Data in this exercise:

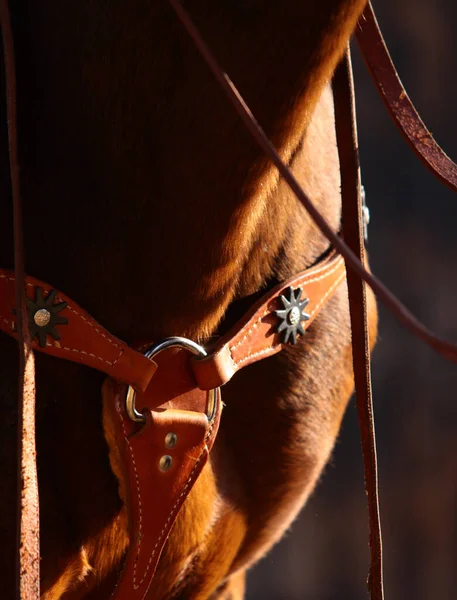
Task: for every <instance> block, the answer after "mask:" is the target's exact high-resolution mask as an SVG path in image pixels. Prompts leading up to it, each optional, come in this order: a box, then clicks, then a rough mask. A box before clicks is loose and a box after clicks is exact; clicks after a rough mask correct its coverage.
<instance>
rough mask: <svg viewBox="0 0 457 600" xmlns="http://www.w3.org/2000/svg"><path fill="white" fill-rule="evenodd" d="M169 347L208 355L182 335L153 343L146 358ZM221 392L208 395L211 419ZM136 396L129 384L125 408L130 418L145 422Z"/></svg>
mask: <svg viewBox="0 0 457 600" xmlns="http://www.w3.org/2000/svg"><path fill="white" fill-rule="evenodd" d="M167 348H184V349H185V350H189V352H191V353H192V354H194V355H195V356H200V357H202V358H203V357H204V356H207V353H206V350H205V349H204V348H202V347H201V346H199V345H198V344H196V343H195V342H193V341H192V340H188V339H186V338H181V337H169V338H166V339H164V340H162V341H161V342H159V343H158V344H153V345H152V346H150V347H149V348H148V349H147V350H146V351H145V353H144V355H145V356H146V358H149V360H152V358H153V357H154V356H156V355H157V354H159V352H162V351H163V350H166V349H167ZM218 394H219V388H216V389H213V390H210V391H209V395H208V408H207V412H206V416H207V417H208V419H209V420H210V421H212V420H213V418H214V415H215V413H216V406H217V399H218ZM135 398H136V391H135V390H134V389H133V387H132V386H131V385H129V387H128V390H127V396H126V398H125V409H126V411H127V414H128V416H129V418H130V419H131V420H132V421H134V422H135V423H145V422H146V417H145V416H144V415H143V414H142V413H140V412H138V411H137V409H136V407H135Z"/></svg>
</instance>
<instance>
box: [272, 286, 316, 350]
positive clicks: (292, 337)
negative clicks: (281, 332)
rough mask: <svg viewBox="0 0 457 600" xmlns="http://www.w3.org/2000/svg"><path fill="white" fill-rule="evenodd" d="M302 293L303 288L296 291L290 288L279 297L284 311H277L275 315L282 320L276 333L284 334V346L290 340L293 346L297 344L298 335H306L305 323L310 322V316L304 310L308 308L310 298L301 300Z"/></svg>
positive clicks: (307, 298) (290, 287)
mask: <svg viewBox="0 0 457 600" xmlns="http://www.w3.org/2000/svg"><path fill="white" fill-rule="evenodd" d="M301 292H302V291H301V288H297V289H296V290H294V289H293V288H291V287H289V288H287V289H286V290H285V293H284V294H283V295H281V296H279V299H280V300H281V302H282V305H283V307H284V310H275V315H276V316H277V317H279V318H280V319H281V322H280V323H279V325H278V328H277V329H276V332H277V333H281V332H282V340H281V341H282V343H283V344H287V342H288V341H289V339H290V342H291V343H292V344H296V343H297V334H299V335H303V334H304V333H305V329H304V327H303V322H304V321H308V320H309V318H310V316H309V315H308V314H307V313H305V312H303V309H304V308H306V306H307V304H308V302H309V298H304V299H303V300H300V298H301Z"/></svg>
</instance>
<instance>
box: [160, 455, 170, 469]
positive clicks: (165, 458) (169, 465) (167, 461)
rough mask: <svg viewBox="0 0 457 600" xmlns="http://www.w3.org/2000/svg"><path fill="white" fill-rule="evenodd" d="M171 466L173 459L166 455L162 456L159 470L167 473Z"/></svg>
mask: <svg viewBox="0 0 457 600" xmlns="http://www.w3.org/2000/svg"><path fill="white" fill-rule="evenodd" d="M172 464H173V459H172V458H171V456H169V455H168V454H165V455H164V456H162V458H161V459H160V460H159V469H160V470H161V471H169V470H170V469H171V465H172Z"/></svg>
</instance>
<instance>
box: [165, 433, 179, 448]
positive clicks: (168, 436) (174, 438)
mask: <svg viewBox="0 0 457 600" xmlns="http://www.w3.org/2000/svg"><path fill="white" fill-rule="evenodd" d="M177 443H178V436H177V435H176V433H172V432H171V431H170V433H167V435H166V436H165V446H166V447H167V448H174V447H175V446H176V444H177Z"/></svg>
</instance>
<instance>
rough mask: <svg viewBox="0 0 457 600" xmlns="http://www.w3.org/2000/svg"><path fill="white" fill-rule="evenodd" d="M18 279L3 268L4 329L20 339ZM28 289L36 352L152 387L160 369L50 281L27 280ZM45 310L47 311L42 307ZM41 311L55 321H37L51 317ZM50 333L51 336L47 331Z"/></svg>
mask: <svg viewBox="0 0 457 600" xmlns="http://www.w3.org/2000/svg"><path fill="white" fill-rule="evenodd" d="M15 281H16V279H15V276H14V274H13V273H11V272H10V271H7V270H4V269H2V270H0V329H1V330H2V331H4V332H5V333H8V334H9V335H11V336H13V337H15V338H17V313H16V308H15V307H16V299H15V295H14V286H15ZM25 289H26V294H27V296H26V297H27V298H28V306H29V309H28V310H29V314H28V319H29V321H30V324H31V329H32V332H36V334H37V337H36V338H35V339H33V340H32V342H31V345H32V347H33V348H34V349H35V350H40V351H42V352H45V353H46V354H50V355H51V356H56V357H58V358H65V359H67V360H71V361H73V362H77V363H82V364H84V365H87V366H88V367H92V368H93V369H97V370H98V371H102V372H103V373H106V374H107V375H109V376H111V377H113V378H115V379H118V380H120V381H123V382H124V383H128V384H130V385H132V386H133V387H135V388H136V389H138V390H144V389H145V388H146V387H147V385H148V383H149V381H150V380H151V377H152V376H153V374H154V371H155V369H156V365H155V363H154V362H152V361H150V360H148V359H147V358H146V357H145V356H143V354H142V353H141V352H137V351H136V350H133V349H132V348H130V347H129V346H127V344H125V343H124V342H122V341H121V340H119V339H118V338H116V337H114V336H113V335H111V334H110V333H109V332H108V331H106V329H104V328H103V327H102V326H101V325H100V324H99V323H97V321H95V319H93V318H92V317H91V316H90V315H89V314H88V313H87V312H85V311H84V310H83V309H82V308H81V307H80V306H78V305H77V304H76V302H73V300H71V299H70V298H69V297H68V296H66V295H65V294H62V292H55V291H54V293H53V294H52V296H50V294H51V292H52V291H53V290H52V288H51V286H49V285H48V284H47V283H44V282H42V281H39V280H38V279H35V278H33V277H29V276H27V277H26V279H25ZM40 290H41V291H40ZM37 294H38V300H37ZM46 301H48V302H46ZM62 303H65V304H66V306H63V305H62ZM43 306H45V308H44V309H43V308H40V307H43ZM39 310H45V311H47V313H48V314H49V318H50V322H49V323H48V324H46V325H44V326H42V327H40V326H38V325H37V324H36V322H35V320H37V321H38V322H40V320H39V317H40V316H41V317H44V318H45V319H46V318H47V315H46V313H45V314H44V315H43V314H42V315H40V314H39V313H38V314H37V312H38V311H39ZM62 321H64V322H63V323H62ZM65 321H66V323H65ZM48 331H52V333H47V332H48ZM53 334H54V336H56V337H58V339H55V338H54V337H53ZM40 339H41V340H42V341H43V342H44V343H45V346H44V347H40V344H39V342H40Z"/></svg>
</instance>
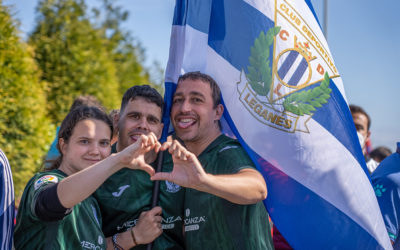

What you are asked to do: Each line above must be set down exactly, though no picture should be carried over.

Finished task:
Task: for every <instance> block, the answer after "mask:" is the target's exact high-resolution mask as an SVG path in image pixels. Prompts leading up to it, each optional, come in this order: a box, then clicks, then a rough mask. A box before clicks is loose and a box after clicks is exact; clicks after a rough mask correct its coverage.
<instance>
rough mask: <svg viewBox="0 0 457 600" xmlns="http://www.w3.org/2000/svg"><path fill="white" fill-rule="evenodd" d="M169 347L208 355L182 335L153 343L146 358ZM221 392L208 395L211 419ZM136 396L129 384L125 408L130 418L145 422Z"/></svg>
mask: <svg viewBox="0 0 457 600" xmlns="http://www.w3.org/2000/svg"><path fill="white" fill-rule="evenodd" d="M167 348H184V349H185V350H189V352H191V353H192V354H194V355H195V356H200V357H202V358H203V357H204V356H207V353H206V350H205V349H204V348H202V347H201V346H199V345H198V344H196V343H195V342H193V341H192V340H188V339H186V338H181V337H169V338H166V339H164V340H162V341H161V342H159V343H158V344H153V345H152V346H150V347H149V348H148V349H147V350H146V351H145V353H144V355H145V356H146V358H149V360H152V358H153V357H154V356H156V355H157V354H159V352H162V351H163V350H166V349H167ZM218 394H219V388H216V389H213V390H210V391H209V395H208V408H207V412H206V416H207V417H208V419H209V420H210V421H212V420H213V418H214V415H215V413H216V406H217V399H218ZM135 398H136V391H135V390H134V389H133V387H132V386H131V385H129V387H128V390H127V396H126V398H125V409H126V411H127V414H128V416H129V418H130V419H131V420H132V421H134V422H135V423H145V422H146V417H145V416H144V415H143V414H142V413H140V412H138V411H137V409H136V407H135Z"/></svg>
</instance>
<instance>
box: [272, 286, 316, 350]
positive clicks: (292, 337)
negative clicks: (281, 332)
rough mask: <svg viewBox="0 0 457 600" xmlns="http://www.w3.org/2000/svg"><path fill="white" fill-rule="evenodd" d="M302 293L303 288L296 291L290 288L279 297L284 311H277L275 315L282 320L276 333L284 334V346L290 340L293 346L297 344L298 335H306L305 323L310 322V316L304 310L308 308L310 298L301 300Z"/></svg>
positive clicks: (307, 298) (290, 287)
mask: <svg viewBox="0 0 457 600" xmlns="http://www.w3.org/2000/svg"><path fill="white" fill-rule="evenodd" d="M301 292H302V291H301V288H297V289H296V290H294V289H293V288H291V287H289V288H287V289H286V290H285V293H284V294H283V295H281V296H279V299H280V300H281V302H282V305H283V307H284V310H275V315H276V316H277V317H279V318H280V319H281V322H280V323H279V325H278V328H277V329H276V332H277V333H281V332H282V340H281V341H282V343H283V344H287V342H288V341H289V339H290V342H291V343H292V344H296V343H297V334H299V335H303V334H304V333H305V329H304V327H303V322H304V321H308V320H309V318H310V316H309V315H308V314H307V313H305V312H303V309H304V308H306V306H307V304H308V302H309V298H304V299H303V300H300V298H301Z"/></svg>
</instance>
<instance>
box: [160, 455, 170, 469]
positive clicks: (165, 458) (169, 465) (167, 461)
rough mask: <svg viewBox="0 0 457 600" xmlns="http://www.w3.org/2000/svg"><path fill="white" fill-rule="evenodd" d="M171 466L173 459L166 455L162 456L159 470L167 473Z"/></svg>
mask: <svg viewBox="0 0 457 600" xmlns="http://www.w3.org/2000/svg"><path fill="white" fill-rule="evenodd" d="M172 464H173V459H172V458H171V456H169V455H168V454H165V455H164V456H162V458H161V459H160V460H159V469H160V470H161V471H169V470H170V469H171V465H172Z"/></svg>
</instance>
<instance>
box: [165, 433, 179, 448]
positive clicks: (168, 436) (174, 438)
mask: <svg viewBox="0 0 457 600" xmlns="http://www.w3.org/2000/svg"><path fill="white" fill-rule="evenodd" d="M177 443H178V436H177V435H176V433H172V432H171V431H170V433H167V435H166V436H165V446H166V447H167V448H174V447H175V446H176V444H177Z"/></svg>
</instance>
<instance>
rough mask: <svg viewBox="0 0 457 600" xmlns="http://www.w3.org/2000/svg"><path fill="white" fill-rule="evenodd" d="M18 279L3 268L4 329L20 339ZM28 289L36 352L152 387L160 369L50 281L27 280ZM45 310L47 311L42 307ZM41 311L55 321H37L51 317ZM50 333L51 336L47 331Z"/></svg>
mask: <svg viewBox="0 0 457 600" xmlns="http://www.w3.org/2000/svg"><path fill="white" fill-rule="evenodd" d="M15 281H16V279H15V276H14V274H13V273H11V272H10V271H7V270H4V269H2V270H0V329H1V330H2V331H4V332H5V333H8V334H9V335H11V336H13V337H15V338H17V313H16V308H15V307H16V299H15V295H14V286H15ZM25 289H26V294H27V296H26V297H27V298H28V306H29V309H28V310H29V314H28V319H29V321H30V324H31V329H32V332H36V334H37V337H36V338H35V339H33V340H32V342H31V345H32V347H33V348H34V349H35V350H40V351H42V352H45V353H46V354H50V355H51V356H56V357H58V358H65V359H67V360H71V361H73V362H77V363H82V364H84V365H87V366H88V367H92V368H93V369H97V370H98V371H102V372H103V373H106V374H107V375H109V376H111V377H113V378H115V379H118V380H120V381H123V382H124V383H128V384H130V385H132V386H133V387H135V388H136V389H138V390H144V389H145V388H146V387H147V385H148V383H149V381H150V380H151V377H152V376H153V374H154V371H155V369H156V365H155V363H154V362H152V361H150V360H148V359H147V358H146V357H145V356H143V354H142V353H141V352H137V351H136V350H133V349H132V348H130V347H129V346H127V344H125V343H124V342H122V341H121V340H119V339H118V338H116V337H114V336H113V335H111V334H110V333H109V332H108V331H106V329H104V328H103V327H102V326H101V325H100V324H99V323H97V321H95V319H93V318H92V317H91V316H90V315H89V314H88V313H87V312H85V311H84V310H83V309H82V308H81V307H80V306H78V305H77V304H76V302H73V300H71V299H70V298H69V297H68V296H66V295H65V294H62V292H55V291H54V293H53V294H52V296H50V294H51V292H52V291H53V290H52V288H51V286H49V285H48V284H47V283H44V282H42V281H39V280H38V279H35V278H33V277H29V276H27V277H26V279H25ZM40 290H41V291H40ZM37 294H38V300H37ZM46 301H48V302H46ZM62 303H65V304H66V306H63V305H62ZM43 306H45V308H44V309H43V308H40V307H43ZM39 310H45V311H47V313H48V314H49V318H50V322H49V323H48V324H46V325H44V326H42V327H40V326H38V325H37V324H36V322H35V320H37V321H38V322H40V320H39V317H40V316H41V317H44V318H45V319H46V318H47V315H46V313H45V314H44V315H43V314H42V315H40V314H39V313H38V314H37V312H38V311H39ZM62 321H64V322H63V323H62ZM65 321H66V323H65ZM48 331H52V333H47V332H48ZM53 334H54V336H56V337H58V339H55V338H54V337H53ZM40 339H41V340H42V341H43V342H44V343H45V346H44V347H40V344H39V342H40Z"/></svg>
</instance>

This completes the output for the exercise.